------ Provided entries ------
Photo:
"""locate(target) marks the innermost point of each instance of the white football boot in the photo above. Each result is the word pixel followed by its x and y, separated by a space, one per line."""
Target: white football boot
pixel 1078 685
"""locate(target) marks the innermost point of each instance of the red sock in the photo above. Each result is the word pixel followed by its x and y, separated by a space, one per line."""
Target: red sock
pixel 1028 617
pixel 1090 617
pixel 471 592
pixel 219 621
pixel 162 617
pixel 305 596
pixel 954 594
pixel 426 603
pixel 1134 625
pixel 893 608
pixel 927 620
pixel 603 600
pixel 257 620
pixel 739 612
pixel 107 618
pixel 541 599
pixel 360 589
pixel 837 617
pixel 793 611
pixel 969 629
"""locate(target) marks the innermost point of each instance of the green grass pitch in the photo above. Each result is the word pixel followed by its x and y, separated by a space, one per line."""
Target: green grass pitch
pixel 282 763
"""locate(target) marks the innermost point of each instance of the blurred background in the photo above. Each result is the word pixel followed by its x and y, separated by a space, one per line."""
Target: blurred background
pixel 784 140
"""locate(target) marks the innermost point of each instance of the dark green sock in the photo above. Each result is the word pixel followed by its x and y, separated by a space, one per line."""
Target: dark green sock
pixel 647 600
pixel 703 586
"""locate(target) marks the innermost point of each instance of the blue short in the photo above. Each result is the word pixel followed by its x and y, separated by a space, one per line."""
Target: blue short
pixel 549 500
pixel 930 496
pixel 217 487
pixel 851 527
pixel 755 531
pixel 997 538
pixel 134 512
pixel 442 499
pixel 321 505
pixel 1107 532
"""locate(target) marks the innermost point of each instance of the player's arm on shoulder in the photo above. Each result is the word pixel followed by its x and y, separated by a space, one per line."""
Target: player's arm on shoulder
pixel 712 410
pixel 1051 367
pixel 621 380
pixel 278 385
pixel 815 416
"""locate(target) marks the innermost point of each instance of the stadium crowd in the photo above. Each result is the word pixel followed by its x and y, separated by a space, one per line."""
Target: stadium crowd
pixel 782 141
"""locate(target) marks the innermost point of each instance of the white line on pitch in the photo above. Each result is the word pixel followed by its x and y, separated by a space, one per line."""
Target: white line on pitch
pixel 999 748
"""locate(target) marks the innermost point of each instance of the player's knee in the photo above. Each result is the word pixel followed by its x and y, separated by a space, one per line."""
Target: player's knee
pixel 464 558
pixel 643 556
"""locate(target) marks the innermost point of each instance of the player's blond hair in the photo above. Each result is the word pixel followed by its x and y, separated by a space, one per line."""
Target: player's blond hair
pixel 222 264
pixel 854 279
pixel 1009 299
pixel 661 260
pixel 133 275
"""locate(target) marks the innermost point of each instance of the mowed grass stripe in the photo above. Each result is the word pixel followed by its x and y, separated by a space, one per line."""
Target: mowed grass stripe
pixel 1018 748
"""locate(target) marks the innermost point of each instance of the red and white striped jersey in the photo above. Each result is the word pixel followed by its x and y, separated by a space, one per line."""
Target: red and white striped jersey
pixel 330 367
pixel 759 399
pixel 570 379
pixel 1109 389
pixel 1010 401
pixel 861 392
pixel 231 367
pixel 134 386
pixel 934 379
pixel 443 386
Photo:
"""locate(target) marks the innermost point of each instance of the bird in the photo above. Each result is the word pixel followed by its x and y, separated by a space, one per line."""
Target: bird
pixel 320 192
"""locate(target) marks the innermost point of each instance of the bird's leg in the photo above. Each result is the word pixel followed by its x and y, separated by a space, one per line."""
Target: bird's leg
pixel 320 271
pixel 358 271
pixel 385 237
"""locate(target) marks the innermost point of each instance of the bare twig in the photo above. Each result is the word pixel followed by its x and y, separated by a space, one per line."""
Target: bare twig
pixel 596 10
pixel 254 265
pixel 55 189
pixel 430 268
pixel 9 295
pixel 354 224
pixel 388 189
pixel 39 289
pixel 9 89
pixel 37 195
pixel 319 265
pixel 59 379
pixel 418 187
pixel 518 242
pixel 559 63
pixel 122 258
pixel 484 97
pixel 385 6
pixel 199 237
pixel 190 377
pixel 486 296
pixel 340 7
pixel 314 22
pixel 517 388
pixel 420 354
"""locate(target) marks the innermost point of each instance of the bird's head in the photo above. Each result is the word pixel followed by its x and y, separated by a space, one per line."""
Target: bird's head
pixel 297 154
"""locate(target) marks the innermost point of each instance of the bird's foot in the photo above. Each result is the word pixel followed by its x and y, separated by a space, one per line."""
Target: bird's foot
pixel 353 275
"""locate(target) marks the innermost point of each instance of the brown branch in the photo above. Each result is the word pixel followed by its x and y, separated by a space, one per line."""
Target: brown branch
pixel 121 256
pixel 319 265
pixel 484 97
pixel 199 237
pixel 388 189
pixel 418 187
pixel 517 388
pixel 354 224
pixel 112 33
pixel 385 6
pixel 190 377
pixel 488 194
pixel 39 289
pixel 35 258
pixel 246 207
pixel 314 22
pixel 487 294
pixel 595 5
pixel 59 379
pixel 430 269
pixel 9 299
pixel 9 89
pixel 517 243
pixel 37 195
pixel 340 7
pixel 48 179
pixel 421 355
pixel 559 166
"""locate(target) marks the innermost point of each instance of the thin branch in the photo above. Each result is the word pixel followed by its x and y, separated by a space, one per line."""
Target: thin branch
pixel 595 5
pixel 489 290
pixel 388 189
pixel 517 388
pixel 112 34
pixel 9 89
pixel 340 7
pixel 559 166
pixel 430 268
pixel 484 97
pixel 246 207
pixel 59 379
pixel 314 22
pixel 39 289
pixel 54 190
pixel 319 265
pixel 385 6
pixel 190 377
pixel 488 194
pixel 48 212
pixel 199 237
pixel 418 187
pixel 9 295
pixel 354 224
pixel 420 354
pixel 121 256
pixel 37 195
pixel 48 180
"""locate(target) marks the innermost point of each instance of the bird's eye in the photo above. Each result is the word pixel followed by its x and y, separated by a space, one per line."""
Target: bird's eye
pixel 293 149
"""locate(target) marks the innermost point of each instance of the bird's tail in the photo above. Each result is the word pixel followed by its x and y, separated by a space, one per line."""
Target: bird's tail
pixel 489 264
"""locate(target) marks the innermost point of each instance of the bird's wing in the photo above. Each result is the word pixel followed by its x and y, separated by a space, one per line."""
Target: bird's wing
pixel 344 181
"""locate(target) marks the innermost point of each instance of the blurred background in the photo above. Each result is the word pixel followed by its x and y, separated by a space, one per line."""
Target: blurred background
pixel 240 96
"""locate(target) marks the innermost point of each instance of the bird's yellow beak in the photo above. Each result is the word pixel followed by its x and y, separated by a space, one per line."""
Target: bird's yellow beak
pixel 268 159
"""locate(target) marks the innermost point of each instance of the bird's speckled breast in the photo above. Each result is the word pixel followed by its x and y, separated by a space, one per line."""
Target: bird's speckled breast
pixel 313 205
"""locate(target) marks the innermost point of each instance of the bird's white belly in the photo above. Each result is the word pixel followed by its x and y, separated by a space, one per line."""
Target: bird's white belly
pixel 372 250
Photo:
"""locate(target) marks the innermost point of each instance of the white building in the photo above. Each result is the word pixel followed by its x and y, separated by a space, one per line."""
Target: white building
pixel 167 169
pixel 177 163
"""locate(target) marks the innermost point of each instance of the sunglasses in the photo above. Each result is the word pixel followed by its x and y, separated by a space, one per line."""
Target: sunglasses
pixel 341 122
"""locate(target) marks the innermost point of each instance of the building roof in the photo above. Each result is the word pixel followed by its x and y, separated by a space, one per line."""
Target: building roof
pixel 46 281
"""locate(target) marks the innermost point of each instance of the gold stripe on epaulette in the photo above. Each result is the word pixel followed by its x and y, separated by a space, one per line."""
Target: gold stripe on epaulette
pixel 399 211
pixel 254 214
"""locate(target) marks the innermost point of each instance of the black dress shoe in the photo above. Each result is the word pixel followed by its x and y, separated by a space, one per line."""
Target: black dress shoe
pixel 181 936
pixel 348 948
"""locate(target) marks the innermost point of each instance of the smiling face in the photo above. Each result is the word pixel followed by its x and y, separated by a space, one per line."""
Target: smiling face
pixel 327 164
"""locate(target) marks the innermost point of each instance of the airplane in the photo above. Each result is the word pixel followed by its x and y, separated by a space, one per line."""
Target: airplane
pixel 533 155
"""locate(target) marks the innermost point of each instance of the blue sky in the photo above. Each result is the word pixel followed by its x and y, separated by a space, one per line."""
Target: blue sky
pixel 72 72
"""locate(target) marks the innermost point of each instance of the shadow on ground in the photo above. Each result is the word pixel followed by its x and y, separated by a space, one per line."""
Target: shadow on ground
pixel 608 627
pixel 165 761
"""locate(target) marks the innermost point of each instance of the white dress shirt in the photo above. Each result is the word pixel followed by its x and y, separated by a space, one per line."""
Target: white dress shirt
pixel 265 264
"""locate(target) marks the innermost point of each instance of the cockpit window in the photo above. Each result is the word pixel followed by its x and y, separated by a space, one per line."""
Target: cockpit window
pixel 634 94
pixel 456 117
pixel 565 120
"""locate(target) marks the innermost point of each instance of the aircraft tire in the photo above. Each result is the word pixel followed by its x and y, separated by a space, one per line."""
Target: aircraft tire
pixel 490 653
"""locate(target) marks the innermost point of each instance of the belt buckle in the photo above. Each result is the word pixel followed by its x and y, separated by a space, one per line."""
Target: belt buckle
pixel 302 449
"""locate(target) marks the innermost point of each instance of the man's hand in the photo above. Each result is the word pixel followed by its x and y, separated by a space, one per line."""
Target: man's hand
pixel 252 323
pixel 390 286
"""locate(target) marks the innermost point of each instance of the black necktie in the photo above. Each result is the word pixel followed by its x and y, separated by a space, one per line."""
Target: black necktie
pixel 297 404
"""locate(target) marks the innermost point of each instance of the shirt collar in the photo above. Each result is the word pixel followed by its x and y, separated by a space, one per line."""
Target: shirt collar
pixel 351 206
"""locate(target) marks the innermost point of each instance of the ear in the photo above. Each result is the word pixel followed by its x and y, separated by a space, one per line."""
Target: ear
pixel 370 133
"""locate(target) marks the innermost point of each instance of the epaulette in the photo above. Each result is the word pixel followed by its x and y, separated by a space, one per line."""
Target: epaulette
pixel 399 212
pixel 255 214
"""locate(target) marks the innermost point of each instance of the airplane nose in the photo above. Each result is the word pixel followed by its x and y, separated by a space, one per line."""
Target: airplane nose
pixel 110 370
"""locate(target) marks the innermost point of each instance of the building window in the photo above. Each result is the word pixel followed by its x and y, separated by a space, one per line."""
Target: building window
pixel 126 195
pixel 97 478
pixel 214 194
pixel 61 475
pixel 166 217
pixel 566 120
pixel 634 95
------
Begin with the line above that has "Target: bird's leg" and continue through the line that has "of the brown", setting each one down exactly. Stop there.

> [Result]:
Target: bird's leg
pixel 320 271
pixel 358 271
pixel 385 237
"""locate(target) marks the innermost point of each instance of the bare twig in the photo above. Each result is the word pixel followed by its x and y, separated by a space, one per line."""
Target: bare twig
pixel 596 10
pixel 254 265
pixel 55 189
pixel 430 268
pixel 9 295
pixel 354 224
pixel 388 189
pixel 39 289
pixel 9 89
pixel 37 195
pixel 319 265
pixel 59 379
pixel 418 187
pixel 518 242
pixel 559 63
pixel 122 258
pixel 484 97
pixel 385 6
pixel 199 237
pixel 190 377
pixel 486 296
pixel 340 7
pixel 314 22
pixel 517 388
pixel 420 354
"""locate(target) marks the innermost point of each instance of the bird's head in the photo above. Each result is the word pixel followed by its x and y, separated by a space, one per line."""
Target: bird's head
pixel 297 154
"""locate(target) marks the innermost point of each instance of the bird's foot in the photo above. Each result is the word pixel followed by its x and y, separated by a space, one per line."""
Target: bird's foot
pixel 353 275
"""locate(target) marks the innermost point of each instance of the brown branch in the photo above. Each result is the word pixel followed by its x and y, separated by a space, one per line."""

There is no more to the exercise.